Exercise materials section start

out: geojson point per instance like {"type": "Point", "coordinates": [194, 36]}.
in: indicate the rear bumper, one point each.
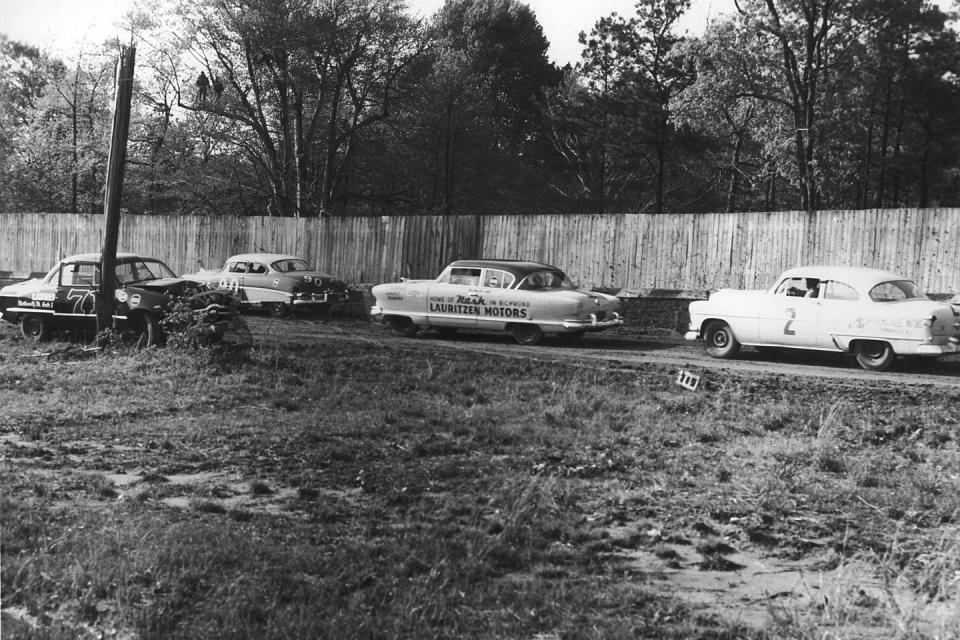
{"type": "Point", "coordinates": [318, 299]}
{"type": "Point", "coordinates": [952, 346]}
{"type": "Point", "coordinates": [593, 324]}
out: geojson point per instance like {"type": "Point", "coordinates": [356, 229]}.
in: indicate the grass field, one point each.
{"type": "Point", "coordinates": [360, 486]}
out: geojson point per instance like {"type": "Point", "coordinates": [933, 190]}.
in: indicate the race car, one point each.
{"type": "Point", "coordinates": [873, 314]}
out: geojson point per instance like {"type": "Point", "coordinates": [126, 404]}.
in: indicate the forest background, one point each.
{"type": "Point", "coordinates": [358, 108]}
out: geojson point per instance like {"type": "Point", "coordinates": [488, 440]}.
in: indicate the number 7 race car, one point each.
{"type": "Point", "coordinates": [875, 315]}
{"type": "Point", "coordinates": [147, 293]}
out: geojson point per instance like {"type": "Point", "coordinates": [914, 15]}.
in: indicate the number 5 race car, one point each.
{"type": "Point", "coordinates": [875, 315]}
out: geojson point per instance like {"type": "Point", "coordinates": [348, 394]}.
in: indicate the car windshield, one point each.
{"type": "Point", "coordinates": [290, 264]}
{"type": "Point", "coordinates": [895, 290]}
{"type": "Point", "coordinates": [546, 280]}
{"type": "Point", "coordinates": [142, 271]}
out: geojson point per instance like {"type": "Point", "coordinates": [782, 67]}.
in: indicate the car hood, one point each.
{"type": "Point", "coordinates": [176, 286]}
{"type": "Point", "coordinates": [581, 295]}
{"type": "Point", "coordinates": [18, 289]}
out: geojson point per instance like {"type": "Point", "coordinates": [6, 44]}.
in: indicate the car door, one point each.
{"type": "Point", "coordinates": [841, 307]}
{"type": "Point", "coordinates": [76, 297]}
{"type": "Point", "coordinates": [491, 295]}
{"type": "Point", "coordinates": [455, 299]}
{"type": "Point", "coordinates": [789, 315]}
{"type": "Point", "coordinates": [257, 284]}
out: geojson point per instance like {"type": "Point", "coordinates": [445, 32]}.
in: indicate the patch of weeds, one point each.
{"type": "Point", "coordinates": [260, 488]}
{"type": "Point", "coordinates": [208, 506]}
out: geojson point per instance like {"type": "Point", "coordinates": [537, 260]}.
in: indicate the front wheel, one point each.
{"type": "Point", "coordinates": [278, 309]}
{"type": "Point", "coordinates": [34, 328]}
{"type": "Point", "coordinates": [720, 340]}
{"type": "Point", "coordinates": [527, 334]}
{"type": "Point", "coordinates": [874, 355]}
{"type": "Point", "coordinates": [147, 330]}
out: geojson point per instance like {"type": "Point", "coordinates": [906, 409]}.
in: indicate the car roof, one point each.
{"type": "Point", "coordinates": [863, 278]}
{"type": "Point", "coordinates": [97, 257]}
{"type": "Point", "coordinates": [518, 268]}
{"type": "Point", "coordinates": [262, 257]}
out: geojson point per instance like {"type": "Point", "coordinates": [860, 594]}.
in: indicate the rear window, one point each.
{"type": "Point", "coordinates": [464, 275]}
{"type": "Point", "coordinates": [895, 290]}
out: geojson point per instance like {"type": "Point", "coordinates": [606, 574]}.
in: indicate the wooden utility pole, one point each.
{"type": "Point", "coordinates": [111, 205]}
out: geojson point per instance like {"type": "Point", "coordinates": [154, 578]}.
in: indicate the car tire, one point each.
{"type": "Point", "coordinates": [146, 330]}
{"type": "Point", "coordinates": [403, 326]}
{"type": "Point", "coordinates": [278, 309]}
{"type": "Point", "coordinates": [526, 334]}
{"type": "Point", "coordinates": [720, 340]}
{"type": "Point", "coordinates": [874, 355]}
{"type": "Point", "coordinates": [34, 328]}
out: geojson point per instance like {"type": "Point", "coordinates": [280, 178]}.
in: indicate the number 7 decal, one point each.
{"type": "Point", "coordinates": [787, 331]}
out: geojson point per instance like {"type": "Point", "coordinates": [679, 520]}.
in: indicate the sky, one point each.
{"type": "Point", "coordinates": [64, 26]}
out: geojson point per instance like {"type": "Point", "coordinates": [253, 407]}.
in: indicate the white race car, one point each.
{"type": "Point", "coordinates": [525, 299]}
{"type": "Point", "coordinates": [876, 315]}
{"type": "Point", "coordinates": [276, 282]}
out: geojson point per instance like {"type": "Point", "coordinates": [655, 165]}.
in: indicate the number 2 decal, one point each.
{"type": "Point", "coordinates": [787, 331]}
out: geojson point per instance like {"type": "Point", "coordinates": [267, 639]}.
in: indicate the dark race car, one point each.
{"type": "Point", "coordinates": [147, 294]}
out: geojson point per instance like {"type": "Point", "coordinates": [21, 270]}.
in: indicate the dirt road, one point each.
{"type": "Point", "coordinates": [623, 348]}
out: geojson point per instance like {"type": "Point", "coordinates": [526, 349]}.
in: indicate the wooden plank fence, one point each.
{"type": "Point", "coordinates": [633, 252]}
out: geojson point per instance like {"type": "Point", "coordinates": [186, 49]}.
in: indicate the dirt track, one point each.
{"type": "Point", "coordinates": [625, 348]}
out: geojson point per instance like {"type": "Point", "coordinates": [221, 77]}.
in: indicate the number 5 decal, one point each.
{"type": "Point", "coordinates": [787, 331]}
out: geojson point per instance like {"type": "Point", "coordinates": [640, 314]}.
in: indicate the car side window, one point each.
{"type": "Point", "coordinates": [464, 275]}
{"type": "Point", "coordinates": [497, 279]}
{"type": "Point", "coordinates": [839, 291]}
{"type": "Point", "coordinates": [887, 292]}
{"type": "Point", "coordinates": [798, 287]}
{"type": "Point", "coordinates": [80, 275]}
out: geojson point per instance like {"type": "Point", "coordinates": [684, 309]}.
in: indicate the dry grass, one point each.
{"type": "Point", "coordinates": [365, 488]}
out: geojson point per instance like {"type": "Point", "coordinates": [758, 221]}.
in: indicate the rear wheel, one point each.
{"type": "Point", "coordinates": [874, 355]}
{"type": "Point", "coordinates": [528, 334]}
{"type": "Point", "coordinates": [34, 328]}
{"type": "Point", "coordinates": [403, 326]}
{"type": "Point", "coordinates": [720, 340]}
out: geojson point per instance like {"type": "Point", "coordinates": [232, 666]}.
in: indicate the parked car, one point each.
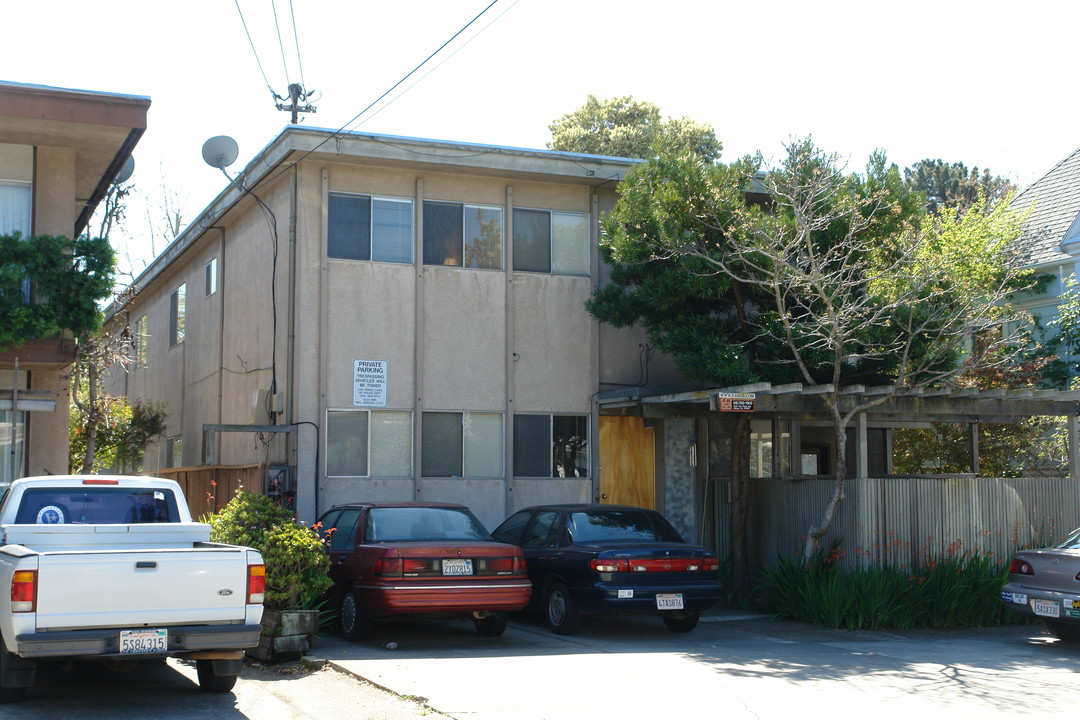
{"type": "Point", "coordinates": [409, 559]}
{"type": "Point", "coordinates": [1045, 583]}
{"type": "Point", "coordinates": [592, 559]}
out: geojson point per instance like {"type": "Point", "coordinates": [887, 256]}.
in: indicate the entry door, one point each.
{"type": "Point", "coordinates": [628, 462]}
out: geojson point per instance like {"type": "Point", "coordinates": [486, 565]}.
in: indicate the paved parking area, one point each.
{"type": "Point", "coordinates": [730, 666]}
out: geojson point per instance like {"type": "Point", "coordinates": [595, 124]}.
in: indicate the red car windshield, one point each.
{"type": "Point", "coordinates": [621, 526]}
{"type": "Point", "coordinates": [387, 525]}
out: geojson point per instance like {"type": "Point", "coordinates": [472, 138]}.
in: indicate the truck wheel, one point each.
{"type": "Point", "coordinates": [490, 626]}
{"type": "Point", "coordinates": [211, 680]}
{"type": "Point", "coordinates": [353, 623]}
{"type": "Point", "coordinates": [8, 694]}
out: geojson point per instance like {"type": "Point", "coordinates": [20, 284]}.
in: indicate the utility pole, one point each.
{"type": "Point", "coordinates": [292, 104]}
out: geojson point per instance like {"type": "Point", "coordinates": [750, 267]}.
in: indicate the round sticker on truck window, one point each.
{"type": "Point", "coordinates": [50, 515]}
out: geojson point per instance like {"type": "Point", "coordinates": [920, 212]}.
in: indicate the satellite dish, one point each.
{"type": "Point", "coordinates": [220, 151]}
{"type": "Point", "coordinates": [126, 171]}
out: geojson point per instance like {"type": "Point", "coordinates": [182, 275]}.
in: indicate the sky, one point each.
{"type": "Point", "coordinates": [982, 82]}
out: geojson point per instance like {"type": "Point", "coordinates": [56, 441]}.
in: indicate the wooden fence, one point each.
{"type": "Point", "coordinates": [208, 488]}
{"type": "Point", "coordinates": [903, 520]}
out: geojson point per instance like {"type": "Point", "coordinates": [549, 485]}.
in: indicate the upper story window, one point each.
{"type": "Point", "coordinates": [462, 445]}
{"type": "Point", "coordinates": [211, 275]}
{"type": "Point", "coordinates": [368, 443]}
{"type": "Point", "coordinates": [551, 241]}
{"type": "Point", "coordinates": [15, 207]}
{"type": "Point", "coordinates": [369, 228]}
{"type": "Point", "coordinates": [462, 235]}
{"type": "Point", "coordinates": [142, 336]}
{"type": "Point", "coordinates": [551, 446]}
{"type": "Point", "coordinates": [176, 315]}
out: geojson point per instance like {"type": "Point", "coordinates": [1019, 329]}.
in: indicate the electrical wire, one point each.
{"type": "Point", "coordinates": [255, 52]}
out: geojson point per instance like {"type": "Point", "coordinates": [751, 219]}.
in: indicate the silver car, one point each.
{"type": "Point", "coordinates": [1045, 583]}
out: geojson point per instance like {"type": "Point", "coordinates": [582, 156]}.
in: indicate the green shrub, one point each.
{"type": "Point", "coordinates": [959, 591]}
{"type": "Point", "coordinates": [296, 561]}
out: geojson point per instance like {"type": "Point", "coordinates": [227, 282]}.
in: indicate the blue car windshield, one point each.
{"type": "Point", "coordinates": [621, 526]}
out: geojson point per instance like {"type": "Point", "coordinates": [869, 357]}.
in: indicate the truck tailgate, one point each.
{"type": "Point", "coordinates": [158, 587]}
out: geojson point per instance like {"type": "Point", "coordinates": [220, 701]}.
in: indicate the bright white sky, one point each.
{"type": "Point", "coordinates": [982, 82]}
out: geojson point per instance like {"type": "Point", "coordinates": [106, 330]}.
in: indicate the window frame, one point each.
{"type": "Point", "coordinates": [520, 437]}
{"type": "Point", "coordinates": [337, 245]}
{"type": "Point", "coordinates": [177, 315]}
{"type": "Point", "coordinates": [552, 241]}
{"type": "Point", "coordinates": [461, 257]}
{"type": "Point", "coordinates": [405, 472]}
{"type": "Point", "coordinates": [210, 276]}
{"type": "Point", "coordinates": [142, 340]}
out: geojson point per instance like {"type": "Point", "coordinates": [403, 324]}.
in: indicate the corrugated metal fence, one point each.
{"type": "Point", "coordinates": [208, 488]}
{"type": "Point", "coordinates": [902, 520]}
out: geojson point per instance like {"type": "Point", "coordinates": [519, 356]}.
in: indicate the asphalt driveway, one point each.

Exercise materials section end

◆ What you are asked to do
In the answer, include exactly the lines from the line containing "in: indicate the corrugated" through the end of the data, and nothing else.

◆ Answer space
in: indicate the corrugated metal fence, one point each.
{"type": "Point", "coordinates": [208, 488]}
{"type": "Point", "coordinates": [902, 520]}
out: geojson point per instance like {"type": "Point", "coordinates": [519, 356]}.
in: indicate the asphalt driveway, one point each.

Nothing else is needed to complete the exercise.